*Extract provided*:
Beans really may be a magical fruit -- a new study in the journal Archives of Internal Medicineshows that for Type 2 diabetes patients, the more legumes you eat, the better your glycemic control and the lower your risk of coronary heart disease.
"We know from our previous research that foods low on the glycemic index scale are helpful in lowering blood glucose levels," study researcher Dr. David Jenkins, director of the St. Michael's Hospital's Risk Factor Modification Centre, said in a statement. "But this is the first study of its kind to specially look at legumes' effect on cardiovascular risk factors and find they also have a blood pressure lowering effect in diabetic patients."
The study was funded by the Agricultural Bioproducts Innovation Program, via the Saskatchewan Pulse Growers and the Pulse Research Network (PURENet). The authors have also worked for, been part of, or received grants in the past from a number of agriculture groups and food companies.
Researchers found specifically that eating about a cup a day of legumes (190 grams) -- which include beans, peas and lentils -- is linked with lower blood pressure levels, which is important because "blood pressure is a big contributor to renal failure in these patients," Jenkins said in the statement.
The study included 121 people with Type 2 diabetes, whose measurements -- including blood pressure, blood fat, blood glucose and hemoglobin A1C levels (which determines diabetes control) -- were taken at the start of the study. Then, for three months, some of the participants ate a low-glycemic index diet, as well as one cup more per day of legumes, while others ate a healthy diet with whole-wheat foods to boost their intake of insoluble fiber.

*Record set*:
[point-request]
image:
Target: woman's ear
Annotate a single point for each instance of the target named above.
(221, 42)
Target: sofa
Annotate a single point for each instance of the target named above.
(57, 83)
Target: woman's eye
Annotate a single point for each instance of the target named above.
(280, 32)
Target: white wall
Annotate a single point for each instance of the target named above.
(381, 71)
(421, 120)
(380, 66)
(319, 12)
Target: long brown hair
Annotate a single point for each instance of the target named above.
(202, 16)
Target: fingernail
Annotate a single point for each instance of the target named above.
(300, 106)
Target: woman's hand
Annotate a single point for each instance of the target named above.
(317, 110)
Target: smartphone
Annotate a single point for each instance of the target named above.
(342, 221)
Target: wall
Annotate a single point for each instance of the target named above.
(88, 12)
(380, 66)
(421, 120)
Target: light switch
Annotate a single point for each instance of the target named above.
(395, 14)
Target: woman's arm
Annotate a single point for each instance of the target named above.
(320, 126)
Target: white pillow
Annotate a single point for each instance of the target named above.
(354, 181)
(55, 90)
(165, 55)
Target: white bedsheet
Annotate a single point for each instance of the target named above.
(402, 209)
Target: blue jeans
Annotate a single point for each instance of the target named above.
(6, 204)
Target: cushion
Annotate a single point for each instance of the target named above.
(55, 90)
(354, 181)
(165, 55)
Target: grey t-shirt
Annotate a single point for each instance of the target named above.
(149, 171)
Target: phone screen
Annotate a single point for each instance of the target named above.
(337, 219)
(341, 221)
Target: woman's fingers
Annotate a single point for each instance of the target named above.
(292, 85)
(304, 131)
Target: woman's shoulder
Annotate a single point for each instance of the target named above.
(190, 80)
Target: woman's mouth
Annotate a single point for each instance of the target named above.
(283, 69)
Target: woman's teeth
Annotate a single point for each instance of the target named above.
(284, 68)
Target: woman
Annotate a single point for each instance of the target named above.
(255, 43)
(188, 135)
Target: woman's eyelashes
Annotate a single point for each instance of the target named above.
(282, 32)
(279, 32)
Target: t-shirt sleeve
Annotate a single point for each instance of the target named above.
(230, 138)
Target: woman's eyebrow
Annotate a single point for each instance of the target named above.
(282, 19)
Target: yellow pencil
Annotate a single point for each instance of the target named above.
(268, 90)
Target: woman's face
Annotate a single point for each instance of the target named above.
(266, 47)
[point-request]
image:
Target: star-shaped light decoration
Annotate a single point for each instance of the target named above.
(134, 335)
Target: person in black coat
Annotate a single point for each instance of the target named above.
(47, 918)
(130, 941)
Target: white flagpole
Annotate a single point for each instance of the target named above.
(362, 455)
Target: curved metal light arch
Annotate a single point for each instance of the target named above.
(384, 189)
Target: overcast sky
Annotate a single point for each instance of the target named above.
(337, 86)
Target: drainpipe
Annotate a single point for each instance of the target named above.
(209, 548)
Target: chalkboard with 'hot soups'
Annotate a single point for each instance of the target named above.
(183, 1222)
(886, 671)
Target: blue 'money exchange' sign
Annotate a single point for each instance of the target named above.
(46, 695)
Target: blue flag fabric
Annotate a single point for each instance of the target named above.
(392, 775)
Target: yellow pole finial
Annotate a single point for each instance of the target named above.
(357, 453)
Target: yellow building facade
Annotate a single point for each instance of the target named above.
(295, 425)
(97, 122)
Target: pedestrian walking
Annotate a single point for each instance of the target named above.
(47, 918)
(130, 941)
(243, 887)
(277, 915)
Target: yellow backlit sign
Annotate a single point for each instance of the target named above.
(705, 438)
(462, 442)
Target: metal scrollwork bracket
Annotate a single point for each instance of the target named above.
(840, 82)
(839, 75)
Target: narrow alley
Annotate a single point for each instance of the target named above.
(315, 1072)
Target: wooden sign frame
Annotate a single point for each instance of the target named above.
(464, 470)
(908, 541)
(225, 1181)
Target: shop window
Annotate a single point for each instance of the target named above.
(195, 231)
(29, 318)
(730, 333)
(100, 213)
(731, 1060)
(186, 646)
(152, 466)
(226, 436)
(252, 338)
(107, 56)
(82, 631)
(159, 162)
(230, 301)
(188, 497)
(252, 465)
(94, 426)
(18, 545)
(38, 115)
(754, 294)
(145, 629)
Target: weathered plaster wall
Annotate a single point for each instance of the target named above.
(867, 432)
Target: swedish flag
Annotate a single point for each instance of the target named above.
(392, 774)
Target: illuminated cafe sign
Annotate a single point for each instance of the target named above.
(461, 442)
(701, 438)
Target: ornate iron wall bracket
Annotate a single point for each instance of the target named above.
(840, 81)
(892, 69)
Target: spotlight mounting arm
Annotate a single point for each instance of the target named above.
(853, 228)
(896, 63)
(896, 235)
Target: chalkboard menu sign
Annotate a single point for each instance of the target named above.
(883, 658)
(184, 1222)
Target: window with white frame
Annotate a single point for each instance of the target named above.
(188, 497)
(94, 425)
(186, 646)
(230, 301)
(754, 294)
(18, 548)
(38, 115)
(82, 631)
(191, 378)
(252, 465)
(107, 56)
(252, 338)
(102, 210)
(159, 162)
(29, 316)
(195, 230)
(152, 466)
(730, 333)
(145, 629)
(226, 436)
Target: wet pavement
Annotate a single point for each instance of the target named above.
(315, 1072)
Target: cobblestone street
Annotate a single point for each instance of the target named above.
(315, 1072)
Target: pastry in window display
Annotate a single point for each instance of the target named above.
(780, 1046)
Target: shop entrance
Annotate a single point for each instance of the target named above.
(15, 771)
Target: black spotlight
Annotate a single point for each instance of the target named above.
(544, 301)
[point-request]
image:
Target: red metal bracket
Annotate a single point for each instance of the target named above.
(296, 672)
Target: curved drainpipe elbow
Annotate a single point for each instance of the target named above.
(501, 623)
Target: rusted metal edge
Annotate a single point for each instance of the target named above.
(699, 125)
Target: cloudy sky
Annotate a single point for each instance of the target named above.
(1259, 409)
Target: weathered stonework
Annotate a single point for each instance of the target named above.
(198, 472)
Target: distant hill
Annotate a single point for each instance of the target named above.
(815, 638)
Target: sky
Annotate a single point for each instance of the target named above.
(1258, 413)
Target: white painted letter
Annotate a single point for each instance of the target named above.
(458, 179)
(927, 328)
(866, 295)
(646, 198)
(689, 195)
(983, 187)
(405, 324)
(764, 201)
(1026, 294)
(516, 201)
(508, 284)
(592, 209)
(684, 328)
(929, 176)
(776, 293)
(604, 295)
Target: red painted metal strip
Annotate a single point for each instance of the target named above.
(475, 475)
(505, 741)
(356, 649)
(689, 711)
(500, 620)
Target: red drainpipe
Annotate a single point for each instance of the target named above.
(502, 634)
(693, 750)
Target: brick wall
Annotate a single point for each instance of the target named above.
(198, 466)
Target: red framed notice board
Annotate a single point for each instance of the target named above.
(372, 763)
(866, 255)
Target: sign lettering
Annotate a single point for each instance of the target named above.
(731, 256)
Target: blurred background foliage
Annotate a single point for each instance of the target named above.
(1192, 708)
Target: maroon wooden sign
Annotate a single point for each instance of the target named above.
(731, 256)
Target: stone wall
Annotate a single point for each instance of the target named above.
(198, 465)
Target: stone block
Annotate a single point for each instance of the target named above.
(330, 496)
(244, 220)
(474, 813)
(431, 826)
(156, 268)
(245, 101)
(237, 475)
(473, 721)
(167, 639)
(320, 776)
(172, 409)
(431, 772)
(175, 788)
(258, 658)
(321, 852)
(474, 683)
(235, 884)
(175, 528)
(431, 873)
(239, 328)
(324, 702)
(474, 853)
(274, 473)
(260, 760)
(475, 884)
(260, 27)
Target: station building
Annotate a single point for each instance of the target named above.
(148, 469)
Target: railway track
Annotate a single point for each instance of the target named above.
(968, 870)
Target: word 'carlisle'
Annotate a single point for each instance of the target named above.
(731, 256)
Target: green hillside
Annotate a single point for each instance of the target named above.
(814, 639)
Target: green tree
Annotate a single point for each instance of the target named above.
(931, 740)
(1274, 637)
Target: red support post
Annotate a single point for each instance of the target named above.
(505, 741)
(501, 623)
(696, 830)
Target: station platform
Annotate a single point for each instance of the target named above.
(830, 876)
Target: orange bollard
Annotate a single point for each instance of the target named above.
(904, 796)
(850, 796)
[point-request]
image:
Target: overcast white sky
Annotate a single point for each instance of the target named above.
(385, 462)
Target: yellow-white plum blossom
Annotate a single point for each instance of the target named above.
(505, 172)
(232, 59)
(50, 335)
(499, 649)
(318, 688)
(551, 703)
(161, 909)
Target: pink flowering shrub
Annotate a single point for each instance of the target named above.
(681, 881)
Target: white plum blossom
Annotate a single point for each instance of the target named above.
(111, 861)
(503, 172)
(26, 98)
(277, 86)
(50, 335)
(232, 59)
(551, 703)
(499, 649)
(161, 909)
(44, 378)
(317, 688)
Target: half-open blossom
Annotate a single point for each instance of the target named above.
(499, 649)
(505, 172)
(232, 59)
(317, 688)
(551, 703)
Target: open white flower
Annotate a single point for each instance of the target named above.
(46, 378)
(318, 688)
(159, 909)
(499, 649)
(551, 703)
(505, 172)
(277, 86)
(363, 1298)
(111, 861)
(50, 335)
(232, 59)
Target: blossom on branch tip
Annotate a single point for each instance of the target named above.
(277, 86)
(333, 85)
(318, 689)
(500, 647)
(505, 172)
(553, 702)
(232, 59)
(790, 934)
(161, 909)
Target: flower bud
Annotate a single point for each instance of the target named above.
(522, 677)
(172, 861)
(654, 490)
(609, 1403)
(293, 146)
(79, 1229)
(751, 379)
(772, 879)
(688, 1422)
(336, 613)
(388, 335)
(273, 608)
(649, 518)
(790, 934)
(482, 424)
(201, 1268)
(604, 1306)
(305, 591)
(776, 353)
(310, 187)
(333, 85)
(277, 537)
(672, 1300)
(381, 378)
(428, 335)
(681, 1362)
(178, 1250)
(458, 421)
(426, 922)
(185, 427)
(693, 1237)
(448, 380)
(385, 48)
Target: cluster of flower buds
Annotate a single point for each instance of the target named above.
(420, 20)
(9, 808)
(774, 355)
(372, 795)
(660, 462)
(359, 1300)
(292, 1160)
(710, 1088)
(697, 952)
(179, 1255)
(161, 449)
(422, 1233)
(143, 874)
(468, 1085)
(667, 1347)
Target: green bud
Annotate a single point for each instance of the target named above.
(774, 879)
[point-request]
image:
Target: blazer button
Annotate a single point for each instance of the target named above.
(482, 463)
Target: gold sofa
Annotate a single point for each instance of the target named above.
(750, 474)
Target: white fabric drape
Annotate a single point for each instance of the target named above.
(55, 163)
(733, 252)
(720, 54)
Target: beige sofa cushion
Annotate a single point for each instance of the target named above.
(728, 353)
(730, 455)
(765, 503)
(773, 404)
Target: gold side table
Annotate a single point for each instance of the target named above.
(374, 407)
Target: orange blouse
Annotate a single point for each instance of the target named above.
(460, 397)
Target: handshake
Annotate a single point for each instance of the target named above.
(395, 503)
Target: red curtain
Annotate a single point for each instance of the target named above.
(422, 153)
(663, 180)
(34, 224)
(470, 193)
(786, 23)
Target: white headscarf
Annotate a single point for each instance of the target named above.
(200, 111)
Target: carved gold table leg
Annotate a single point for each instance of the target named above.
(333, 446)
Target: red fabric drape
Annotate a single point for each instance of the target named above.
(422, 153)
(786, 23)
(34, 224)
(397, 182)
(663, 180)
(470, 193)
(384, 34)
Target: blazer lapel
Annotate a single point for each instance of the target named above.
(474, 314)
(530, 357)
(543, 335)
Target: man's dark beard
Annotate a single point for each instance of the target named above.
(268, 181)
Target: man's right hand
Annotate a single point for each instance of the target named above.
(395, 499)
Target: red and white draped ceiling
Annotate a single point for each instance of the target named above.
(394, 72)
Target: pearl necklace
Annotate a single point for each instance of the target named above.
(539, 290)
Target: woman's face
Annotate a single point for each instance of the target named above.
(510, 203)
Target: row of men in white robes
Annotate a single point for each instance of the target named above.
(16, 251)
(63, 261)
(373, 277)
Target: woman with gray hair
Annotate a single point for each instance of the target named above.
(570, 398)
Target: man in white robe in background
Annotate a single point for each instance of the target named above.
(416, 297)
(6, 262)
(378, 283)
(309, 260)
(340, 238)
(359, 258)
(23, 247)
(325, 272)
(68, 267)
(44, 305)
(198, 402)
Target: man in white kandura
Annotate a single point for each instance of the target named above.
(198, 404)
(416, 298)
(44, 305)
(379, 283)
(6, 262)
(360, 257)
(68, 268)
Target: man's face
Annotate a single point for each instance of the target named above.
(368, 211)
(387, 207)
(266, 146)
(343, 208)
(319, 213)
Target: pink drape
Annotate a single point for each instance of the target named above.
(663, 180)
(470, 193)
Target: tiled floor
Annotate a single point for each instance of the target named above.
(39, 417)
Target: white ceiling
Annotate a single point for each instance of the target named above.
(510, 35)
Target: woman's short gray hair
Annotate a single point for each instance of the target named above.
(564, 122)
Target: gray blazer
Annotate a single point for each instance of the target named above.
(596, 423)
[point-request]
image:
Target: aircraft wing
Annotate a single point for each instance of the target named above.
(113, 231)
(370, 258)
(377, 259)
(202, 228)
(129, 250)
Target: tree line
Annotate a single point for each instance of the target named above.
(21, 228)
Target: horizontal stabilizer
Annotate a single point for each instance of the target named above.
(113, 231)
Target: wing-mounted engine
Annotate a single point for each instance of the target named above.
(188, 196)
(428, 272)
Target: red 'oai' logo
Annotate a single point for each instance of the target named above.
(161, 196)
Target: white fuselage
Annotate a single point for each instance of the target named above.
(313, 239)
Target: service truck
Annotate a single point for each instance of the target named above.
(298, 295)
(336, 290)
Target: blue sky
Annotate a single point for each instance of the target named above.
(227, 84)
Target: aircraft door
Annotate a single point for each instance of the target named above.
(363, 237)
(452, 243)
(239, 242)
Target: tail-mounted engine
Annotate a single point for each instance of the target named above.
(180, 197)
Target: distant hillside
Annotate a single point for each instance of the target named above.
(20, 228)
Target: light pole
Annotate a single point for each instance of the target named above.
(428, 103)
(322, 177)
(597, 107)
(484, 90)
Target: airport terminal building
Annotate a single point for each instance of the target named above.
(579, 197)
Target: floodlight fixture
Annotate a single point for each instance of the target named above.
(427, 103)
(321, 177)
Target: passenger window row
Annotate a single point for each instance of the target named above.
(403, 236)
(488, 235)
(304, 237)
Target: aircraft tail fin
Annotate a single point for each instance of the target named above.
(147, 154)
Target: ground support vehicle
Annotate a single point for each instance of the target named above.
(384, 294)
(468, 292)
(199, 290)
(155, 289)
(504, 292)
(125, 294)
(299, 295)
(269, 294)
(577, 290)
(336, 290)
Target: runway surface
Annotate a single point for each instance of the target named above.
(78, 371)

*Assigned task 1*: Translate this sentence from the article on legumes and Type 2 diabetes into Spanish: "The study was funded by the Agricultural Bioproducts Innovation Program, via the Saskatchewan Pulse Growers and the Pulse Research Network (PURENet)."
*Assigned task 2*: Go on with the article on legumes and Type 2 diabetes, picking up right after its final sentence.

*Written reply 1*: El estudio fue financiado por el Agricultural Bioproducts Innovation Program, a través de Saskatchewan Pulse Growers y la Pulse Research Network (PURENet).

*Written reply 2*:
Then, the participants' measurements were taken again at the end of the study period. While the whole-wheat group experienced benefits in blood fat, blood glucose and hemoglobin A1C levels, the legume group experienced benefits in all these groups plus blood pressure.
Legumes are considered very low-glycemic foods. The glycemic index, which was developed by Jenkins, is used to determine the level at which a food will spike blood sugar levels. For example, foods like white bread are high on the glycemic index scale because they cause blood sugar levels to rise; apples and legumes are low on the scale because they tend to stabilize levels. (For more on what the glycemic index is, click here.)
However, in a related commentary published in the same journal, Marion J. Franz of Nutrition Concepts by Franz Inc. noted that the role of a low-glycemic index on diabetes has been controversial, with some recent studies showing that there may not be a difference in low-glycemic index and high-glycemic index diets in hemoglobin A1C levels.
However, Franz noted, legumes are known to be part of a healthy diet -- the question is just whether legumes seem to have this benefit for diabetes patients because of its low glycemic index status, or because legumes are high in soluble fiber.
Nutrition therapy for DM is effective. However, just as there is no 1 medication or insulin regimen appropriate for all persons with DM, there is no 1 nutrition therapy intervention. A variety of nutrition therapy interventions have been shown to be effective. Nutrition education and counseling must be sensitive to the personal needs and cultural preferences of individuals and their ability to make and sustain lifestyle changes.